━━━ Data for the task ━━━

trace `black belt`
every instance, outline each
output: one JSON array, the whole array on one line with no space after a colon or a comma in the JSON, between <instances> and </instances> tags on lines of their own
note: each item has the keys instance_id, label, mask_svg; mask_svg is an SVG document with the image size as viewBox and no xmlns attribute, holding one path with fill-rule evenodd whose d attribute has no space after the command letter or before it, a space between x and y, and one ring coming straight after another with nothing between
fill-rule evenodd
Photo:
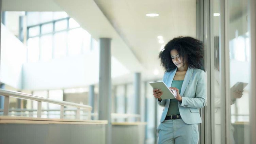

━━━
━━━ Data for the task ━━━

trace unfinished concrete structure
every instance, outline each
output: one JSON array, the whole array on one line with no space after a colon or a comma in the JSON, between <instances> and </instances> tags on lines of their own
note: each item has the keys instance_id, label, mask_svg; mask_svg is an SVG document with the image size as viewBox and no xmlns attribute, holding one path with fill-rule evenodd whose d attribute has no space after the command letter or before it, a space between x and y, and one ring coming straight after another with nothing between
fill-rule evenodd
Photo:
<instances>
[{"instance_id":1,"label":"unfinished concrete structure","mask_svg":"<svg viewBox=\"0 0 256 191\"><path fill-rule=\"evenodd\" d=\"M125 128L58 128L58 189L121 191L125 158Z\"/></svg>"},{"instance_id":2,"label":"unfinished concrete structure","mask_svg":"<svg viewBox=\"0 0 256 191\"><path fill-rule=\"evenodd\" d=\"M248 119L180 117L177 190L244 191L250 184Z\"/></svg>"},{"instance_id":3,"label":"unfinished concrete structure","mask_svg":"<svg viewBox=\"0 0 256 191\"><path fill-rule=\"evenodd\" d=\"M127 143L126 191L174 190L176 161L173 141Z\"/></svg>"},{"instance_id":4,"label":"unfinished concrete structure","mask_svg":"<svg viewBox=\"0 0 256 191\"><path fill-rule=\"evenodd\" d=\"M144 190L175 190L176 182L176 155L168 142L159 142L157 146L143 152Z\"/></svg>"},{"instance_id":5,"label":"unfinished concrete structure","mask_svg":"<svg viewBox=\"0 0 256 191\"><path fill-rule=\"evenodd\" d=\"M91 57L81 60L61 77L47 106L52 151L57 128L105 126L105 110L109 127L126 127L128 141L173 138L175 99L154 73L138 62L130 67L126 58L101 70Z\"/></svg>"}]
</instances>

━━━

**Brief**
Count the lines in the items above that contain the string "instances". Give only the number.

**Response**
4